SHORT PROBLEM A — Convert the records, from their start through the line containing "[946,666,964,697]", into a two-column CSV with the columns "request" and "answer". Each request gets one row, with its text and its answer each in a single quoted field and any line breaks replaced by spaces.

SOURCE PASSAGE —
::::::::

The OCC expects a Fintech company chartered as a special purpose national bank to meet the high supervisory standards applicable to national banks, as tailored to its size, complexity, and risks. In its white paper, the OCC discussed several considerations for reviewing a special purpose charter application from a Fintech company, such as a detailed business plan covering a minimum of three years of operations, information on how the applicant will meet required capital and liquidity levels, and a description of the proposed bank's governance structure and compliance management system (CMS).

In addition to the above, the OCC placed unusual emphasis on the inclusion of recovery and exit strategies, as well as a resolution plan, as part of a Fintech company's application. The OCC expects a Fintech applicant to clearly articulate changes in the proposed bank's size, risk profile, and activities, or in external market factors, that could threaten the bank and to identify a wide range of credible options for restoring financial strength and viability. Furthermore, the OCC "may also require" the company to develop a clear exit strategy for unwinding operations in an organized manner. The OCC's focus on recovery and exit strategies here is interesting, given that formal resolution plans are ordinarily only required under the Dodd-Frank Act for banking organizations of $50 billion or more, and the typical form of business plan for a national charter application makes an alternative business strategy section optional, at the discretion of the OCC or other bank regulators.

::::::::

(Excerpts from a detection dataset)
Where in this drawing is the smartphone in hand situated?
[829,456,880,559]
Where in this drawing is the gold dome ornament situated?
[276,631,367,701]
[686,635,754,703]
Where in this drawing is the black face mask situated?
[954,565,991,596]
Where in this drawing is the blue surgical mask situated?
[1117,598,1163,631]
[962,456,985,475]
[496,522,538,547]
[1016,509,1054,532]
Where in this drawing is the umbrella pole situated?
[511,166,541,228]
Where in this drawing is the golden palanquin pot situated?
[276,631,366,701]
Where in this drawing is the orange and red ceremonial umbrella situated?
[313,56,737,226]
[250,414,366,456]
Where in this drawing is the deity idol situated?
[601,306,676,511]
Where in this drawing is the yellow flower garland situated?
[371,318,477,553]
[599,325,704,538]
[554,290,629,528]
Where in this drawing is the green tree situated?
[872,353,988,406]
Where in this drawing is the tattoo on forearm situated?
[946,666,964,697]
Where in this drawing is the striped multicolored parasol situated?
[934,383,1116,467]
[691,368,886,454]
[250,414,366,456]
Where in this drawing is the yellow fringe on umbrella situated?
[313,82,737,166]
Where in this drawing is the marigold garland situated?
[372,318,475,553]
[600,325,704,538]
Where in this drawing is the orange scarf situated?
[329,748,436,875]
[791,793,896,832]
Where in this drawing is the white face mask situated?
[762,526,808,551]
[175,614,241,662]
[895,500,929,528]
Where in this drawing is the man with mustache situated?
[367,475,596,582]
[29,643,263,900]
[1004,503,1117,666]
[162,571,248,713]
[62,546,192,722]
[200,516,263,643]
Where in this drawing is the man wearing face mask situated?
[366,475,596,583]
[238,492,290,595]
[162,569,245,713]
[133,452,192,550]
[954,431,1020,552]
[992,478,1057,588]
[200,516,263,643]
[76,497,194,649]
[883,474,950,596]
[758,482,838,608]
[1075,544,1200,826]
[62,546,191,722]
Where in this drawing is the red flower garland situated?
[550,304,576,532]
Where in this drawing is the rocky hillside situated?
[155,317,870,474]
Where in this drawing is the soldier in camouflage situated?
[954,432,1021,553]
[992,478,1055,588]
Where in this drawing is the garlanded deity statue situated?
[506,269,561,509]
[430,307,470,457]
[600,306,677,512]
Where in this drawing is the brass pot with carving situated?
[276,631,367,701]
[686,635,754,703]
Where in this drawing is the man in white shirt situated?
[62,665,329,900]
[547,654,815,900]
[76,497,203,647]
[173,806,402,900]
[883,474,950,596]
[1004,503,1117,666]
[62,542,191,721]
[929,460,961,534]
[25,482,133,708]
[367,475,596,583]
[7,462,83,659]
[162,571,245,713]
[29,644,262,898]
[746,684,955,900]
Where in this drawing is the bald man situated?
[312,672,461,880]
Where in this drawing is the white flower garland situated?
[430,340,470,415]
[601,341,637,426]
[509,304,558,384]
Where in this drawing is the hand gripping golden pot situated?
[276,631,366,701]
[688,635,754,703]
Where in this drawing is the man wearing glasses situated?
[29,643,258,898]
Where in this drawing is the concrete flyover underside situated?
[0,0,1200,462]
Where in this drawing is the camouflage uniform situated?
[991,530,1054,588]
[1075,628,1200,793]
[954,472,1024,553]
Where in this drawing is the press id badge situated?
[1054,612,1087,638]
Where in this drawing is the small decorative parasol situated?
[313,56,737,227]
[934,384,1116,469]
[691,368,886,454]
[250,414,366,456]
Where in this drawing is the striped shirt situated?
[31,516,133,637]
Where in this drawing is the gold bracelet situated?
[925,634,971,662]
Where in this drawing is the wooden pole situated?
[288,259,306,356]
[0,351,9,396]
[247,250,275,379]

::::::::

SHORT PROBLEM B — Reproduce the passage on the OCC's expectations for fintech charter applicants in full, word for word.

EXERCISE ANSWER A —
request,answer
"Where in this drawing is the smartphone in hand situated?","[829,456,880,559]"
"Where in this drawing is the gold dome ornament situated?","[276,631,367,701] [686,635,754,703]"
"Where in this drawing is the black face mask situated?","[954,565,991,596]"
"Where in this drawing is the blue surgical mask situated?","[1117,598,1163,631] [962,456,985,475] [496,522,538,547] [1016,509,1054,532]"
"Where in this drawing is the umbrella pole situated?","[511,166,541,228]"
"Where in this drawing is the golden palanquin pot situated?","[276,631,366,701]"
"Where in this drawing is the orange and red ceremonial umbrella situated?","[313,56,737,226] [250,414,366,456]"
"Where in this drawing is the deity idol situated?","[601,306,676,511]"
"Where in this drawing is the yellow flower garland situated?","[371,318,477,553] [599,325,704,538] [554,290,629,528]"
"Where in this drawing is the green tree situated?","[872,353,988,406]"
"Where in this drawing is the tattoo on forearm situated?","[946,666,964,697]"

EXERCISE ANSWER B —
The OCC expects a Fintech company chartered as a special purpose national bank to meet the high supervisory standards applicable to national banks, as tailored to its size, complexity, and risks. In its white paper, the OCC discussed several considerations for reviewing a special purpose charter application from a Fintech company, such as a detailed business plan covering a minimum of three years of operations, information on how the applicant will meet required capital and liquidity levels, and a description of the proposed bank's governance structure and compliance management system (CMS).

In addition to the above, the OCC placed unusual emphasis on the inclusion of recovery and exit strategies, as well as a resolution plan, as part of a Fintech company's application. The OCC expects a Fintech applicant to clearly articulate changes in the proposed bank's size, risk profile, and activities, or in external market factors, that could threaten the bank and to identify a wide range of credible options for restoring financial strength and viability. Furthermore, the OCC "may also require" the company to develop a clear exit strategy for unwinding operations in an organized manner. The OCC's focus on recovery and exit strategies here is interesting, given that formal resolution plans are ordinarily only required under the Dodd-Frank Act for banking organizations of $50 billion or more, and the typical form of business plan for a national charter application makes an alternative business strategy section optional, at the discretion of the OCC or other bank regulators.